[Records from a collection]
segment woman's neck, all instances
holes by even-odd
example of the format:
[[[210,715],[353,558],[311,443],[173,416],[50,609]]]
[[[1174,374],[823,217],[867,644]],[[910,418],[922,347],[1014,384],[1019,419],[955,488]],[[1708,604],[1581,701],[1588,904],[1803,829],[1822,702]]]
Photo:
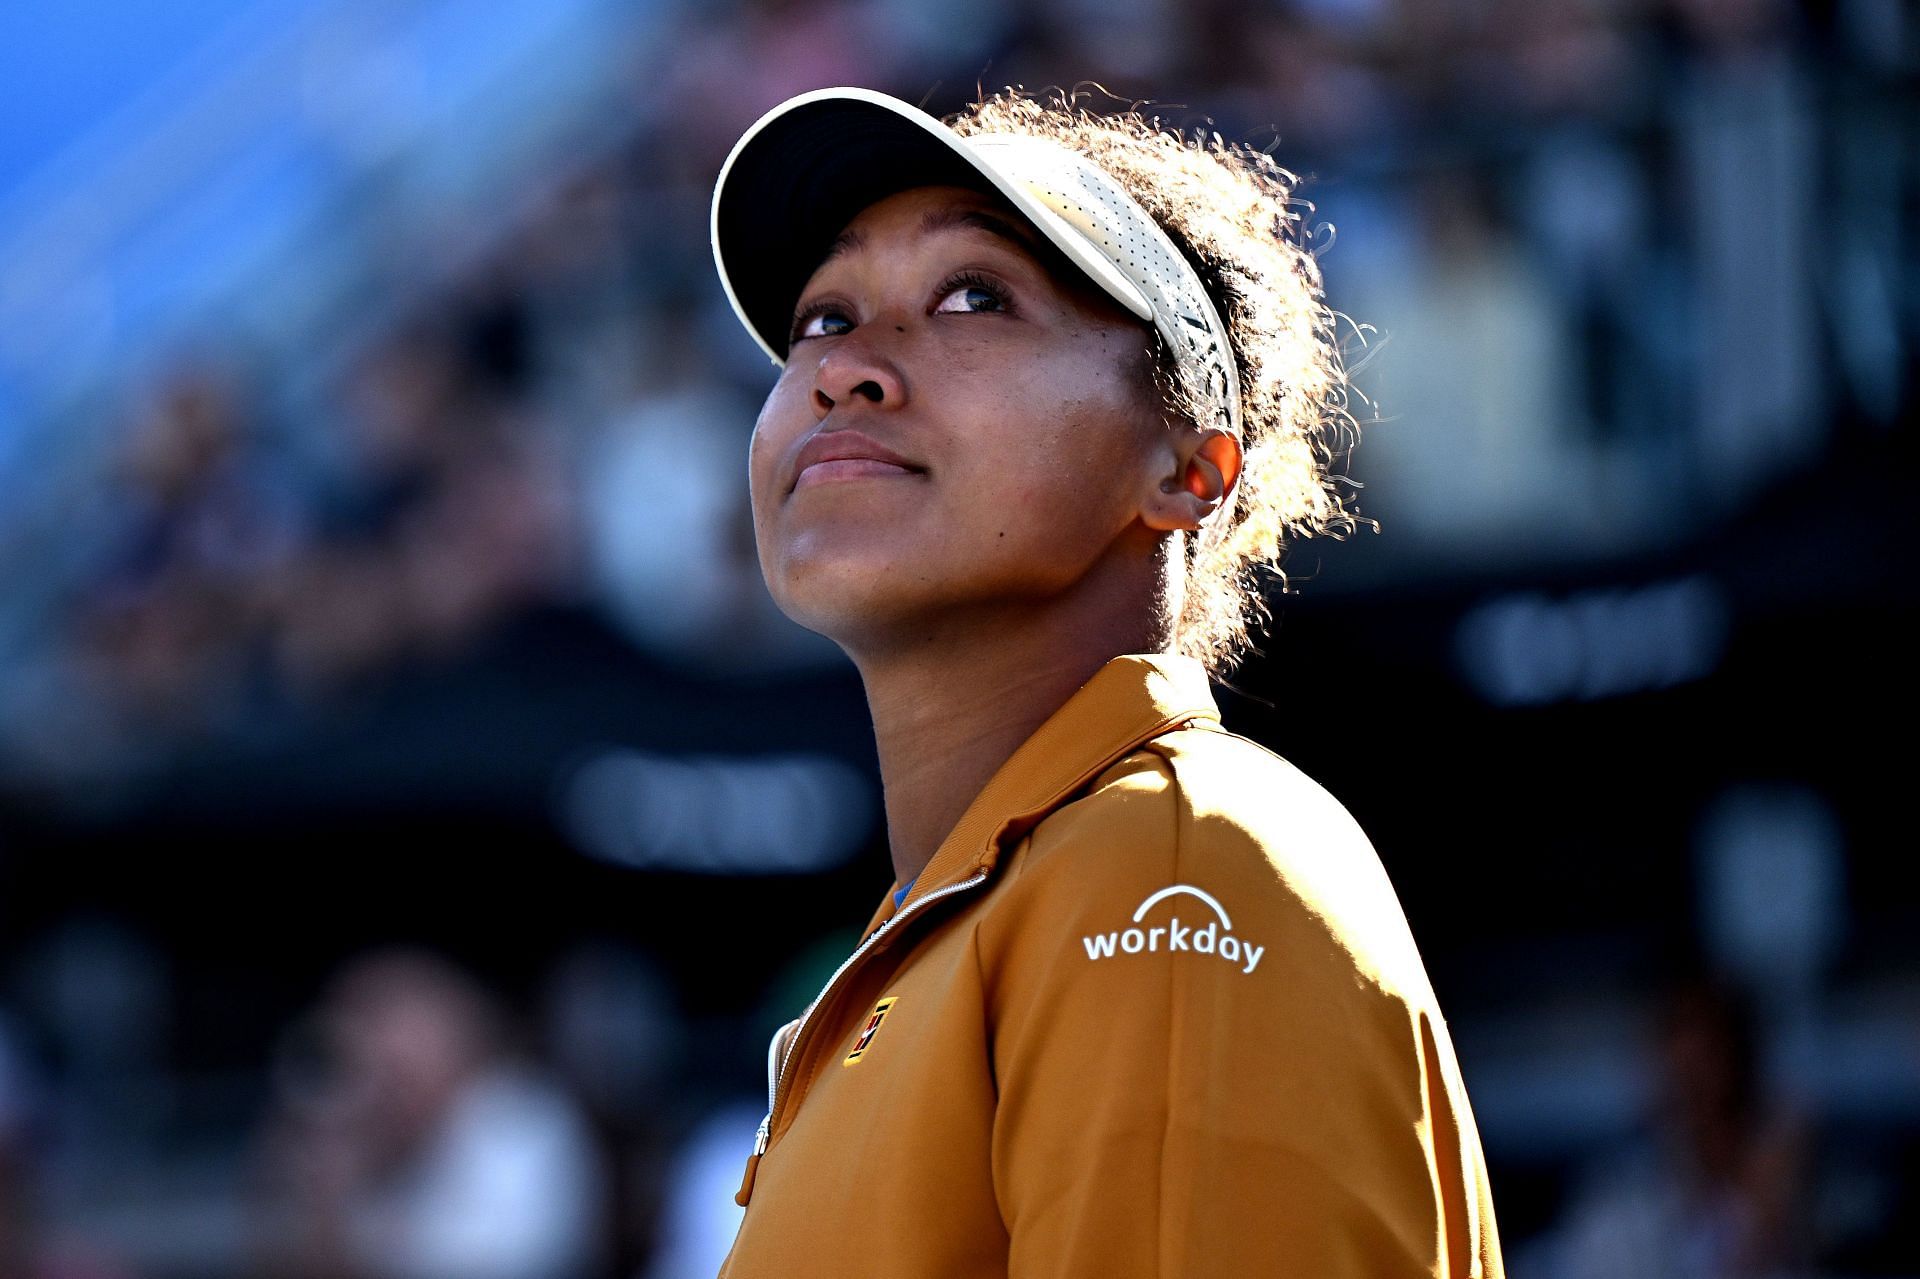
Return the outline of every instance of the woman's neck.
[[[885,791],[894,873],[926,868],[1000,766],[1112,658],[1168,647],[1135,592],[1088,592],[919,628],[856,653]]]

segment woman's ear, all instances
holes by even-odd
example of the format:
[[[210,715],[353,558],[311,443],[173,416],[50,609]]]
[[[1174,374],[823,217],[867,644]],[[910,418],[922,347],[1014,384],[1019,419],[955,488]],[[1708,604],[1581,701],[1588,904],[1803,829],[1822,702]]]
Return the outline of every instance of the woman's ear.
[[[1158,477],[1141,504],[1141,520],[1162,532],[1198,529],[1233,492],[1241,460],[1240,441],[1225,431],[1186,436],[1174,453],[1174,470]]]

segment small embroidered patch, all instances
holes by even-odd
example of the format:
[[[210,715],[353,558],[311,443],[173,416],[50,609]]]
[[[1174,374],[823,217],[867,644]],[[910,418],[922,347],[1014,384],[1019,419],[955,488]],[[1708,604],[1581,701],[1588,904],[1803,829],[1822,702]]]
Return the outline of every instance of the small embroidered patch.
[[[880,1029],[880,1023],[887,1019],[887,1010],[899,1003],[897,995],[889,995],[873,1006],[873,1012],[867,1017],[867,1028],[860,1032],[860,1038],[853,1041],[853,1051],[840,1064],[851,1066],[860,1060],[860,1054],[867,1051],[867,1045],[873,1042],[873,1034]]]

• [Task directions] Where a line in the records above holds the string "segment", it counts toward the total; give that total alone.

• [Task result] 3